Job
Gather every line of the records below that contains the word "white".

Extracted material
# # #

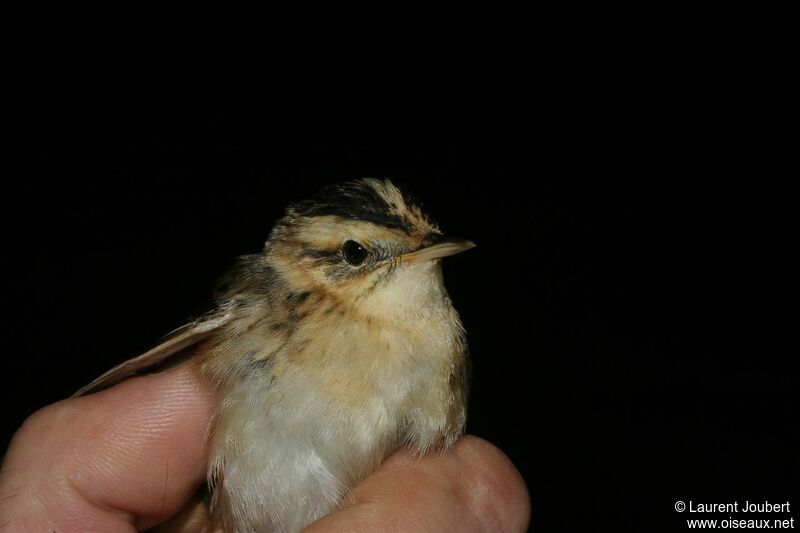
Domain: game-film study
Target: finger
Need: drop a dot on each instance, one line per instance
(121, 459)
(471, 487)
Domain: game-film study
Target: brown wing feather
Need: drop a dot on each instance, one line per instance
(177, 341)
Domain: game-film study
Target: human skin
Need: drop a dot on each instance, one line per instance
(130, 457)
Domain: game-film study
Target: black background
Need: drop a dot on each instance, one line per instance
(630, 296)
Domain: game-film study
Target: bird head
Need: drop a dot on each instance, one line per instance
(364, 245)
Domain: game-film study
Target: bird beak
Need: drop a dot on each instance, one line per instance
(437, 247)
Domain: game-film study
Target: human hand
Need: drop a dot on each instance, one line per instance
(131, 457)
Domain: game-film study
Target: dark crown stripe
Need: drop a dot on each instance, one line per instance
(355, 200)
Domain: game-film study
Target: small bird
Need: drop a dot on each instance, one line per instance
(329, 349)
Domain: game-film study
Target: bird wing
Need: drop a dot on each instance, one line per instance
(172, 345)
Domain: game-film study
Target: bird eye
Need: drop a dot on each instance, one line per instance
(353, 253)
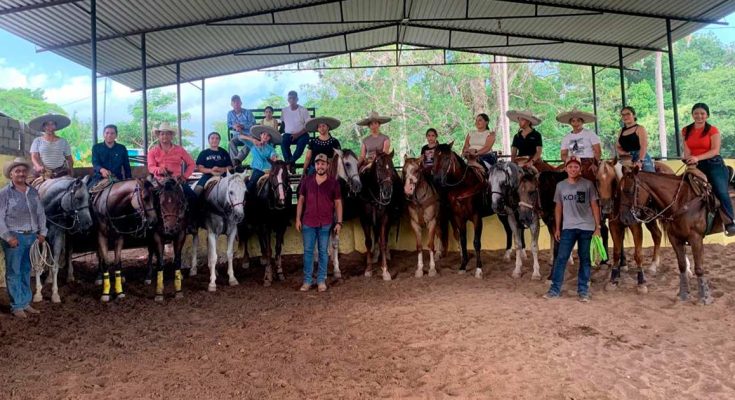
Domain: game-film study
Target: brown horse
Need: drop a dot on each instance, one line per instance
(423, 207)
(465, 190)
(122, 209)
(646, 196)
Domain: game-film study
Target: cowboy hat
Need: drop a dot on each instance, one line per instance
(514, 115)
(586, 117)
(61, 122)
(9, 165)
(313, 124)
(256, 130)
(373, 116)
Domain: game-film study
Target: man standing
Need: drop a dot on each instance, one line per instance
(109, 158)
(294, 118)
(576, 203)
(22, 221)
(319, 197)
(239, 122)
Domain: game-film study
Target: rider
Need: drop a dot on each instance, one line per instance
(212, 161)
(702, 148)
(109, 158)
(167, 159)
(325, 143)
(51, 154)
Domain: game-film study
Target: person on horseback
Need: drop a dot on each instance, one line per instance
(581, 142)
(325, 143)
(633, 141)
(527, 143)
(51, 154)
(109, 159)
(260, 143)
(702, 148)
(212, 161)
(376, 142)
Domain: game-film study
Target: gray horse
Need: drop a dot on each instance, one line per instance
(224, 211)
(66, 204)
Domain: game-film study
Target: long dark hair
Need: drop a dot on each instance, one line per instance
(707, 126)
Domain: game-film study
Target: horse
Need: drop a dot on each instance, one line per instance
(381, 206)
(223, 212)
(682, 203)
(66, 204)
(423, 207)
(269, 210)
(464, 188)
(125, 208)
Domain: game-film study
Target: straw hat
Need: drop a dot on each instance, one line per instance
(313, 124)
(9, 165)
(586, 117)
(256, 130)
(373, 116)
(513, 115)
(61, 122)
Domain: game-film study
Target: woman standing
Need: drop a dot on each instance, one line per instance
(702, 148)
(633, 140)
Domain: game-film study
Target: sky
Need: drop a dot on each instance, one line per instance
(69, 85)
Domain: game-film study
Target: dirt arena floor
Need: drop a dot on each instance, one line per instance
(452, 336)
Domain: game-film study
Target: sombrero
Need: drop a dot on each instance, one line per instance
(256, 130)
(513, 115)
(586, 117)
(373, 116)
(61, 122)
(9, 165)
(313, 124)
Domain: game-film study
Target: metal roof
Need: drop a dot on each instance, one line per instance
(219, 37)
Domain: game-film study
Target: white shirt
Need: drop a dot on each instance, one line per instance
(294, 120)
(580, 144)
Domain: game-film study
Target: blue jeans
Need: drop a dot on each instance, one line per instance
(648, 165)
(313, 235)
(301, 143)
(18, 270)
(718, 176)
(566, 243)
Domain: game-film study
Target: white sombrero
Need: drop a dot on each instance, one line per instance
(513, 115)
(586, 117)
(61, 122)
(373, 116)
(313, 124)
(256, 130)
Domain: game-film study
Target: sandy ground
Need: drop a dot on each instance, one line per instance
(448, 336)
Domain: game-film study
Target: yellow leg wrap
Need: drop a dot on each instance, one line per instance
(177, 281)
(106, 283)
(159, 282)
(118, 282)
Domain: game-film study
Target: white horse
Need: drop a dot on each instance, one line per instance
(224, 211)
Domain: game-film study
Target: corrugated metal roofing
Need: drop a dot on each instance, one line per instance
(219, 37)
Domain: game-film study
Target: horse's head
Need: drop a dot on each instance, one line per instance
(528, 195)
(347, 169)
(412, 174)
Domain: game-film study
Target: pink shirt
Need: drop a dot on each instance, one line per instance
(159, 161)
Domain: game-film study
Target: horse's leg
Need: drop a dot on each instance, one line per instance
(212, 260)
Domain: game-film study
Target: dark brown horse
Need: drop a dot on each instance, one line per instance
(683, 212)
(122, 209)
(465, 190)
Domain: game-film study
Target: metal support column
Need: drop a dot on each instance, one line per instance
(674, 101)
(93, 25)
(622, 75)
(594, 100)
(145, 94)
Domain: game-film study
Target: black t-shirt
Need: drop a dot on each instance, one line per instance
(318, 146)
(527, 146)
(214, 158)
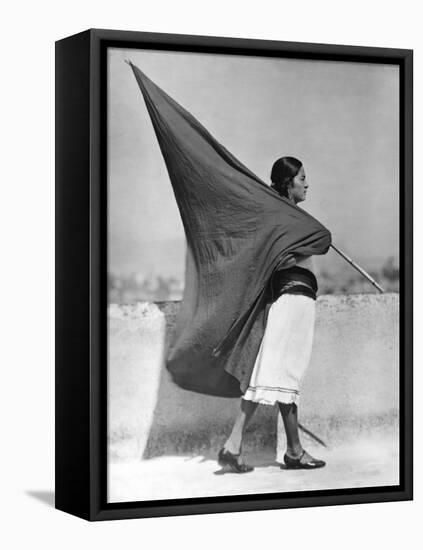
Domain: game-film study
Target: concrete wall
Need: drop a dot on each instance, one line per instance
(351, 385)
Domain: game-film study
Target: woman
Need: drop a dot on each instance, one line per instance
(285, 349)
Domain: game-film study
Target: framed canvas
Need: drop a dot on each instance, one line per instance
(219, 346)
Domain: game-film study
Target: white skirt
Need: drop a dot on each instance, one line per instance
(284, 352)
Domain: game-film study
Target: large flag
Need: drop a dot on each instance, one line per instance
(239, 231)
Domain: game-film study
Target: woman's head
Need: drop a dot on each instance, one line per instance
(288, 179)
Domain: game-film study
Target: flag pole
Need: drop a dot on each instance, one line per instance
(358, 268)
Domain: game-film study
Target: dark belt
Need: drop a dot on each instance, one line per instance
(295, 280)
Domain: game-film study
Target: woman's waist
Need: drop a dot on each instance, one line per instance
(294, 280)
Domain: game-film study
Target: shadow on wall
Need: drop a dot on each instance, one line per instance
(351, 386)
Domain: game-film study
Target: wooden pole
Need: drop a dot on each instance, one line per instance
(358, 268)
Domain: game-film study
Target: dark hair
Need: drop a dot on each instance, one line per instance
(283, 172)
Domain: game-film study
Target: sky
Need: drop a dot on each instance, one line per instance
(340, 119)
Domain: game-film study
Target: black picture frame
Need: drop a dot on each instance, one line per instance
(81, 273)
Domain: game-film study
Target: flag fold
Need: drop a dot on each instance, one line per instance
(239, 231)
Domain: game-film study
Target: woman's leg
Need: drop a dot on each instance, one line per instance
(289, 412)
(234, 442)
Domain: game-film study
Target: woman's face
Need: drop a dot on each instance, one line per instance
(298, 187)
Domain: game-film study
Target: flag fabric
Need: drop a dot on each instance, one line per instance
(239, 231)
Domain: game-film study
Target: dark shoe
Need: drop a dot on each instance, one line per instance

# # #

Response to this exercise
Target: white shirt
Target: white sombrero
Target: white horse
Target: white skirt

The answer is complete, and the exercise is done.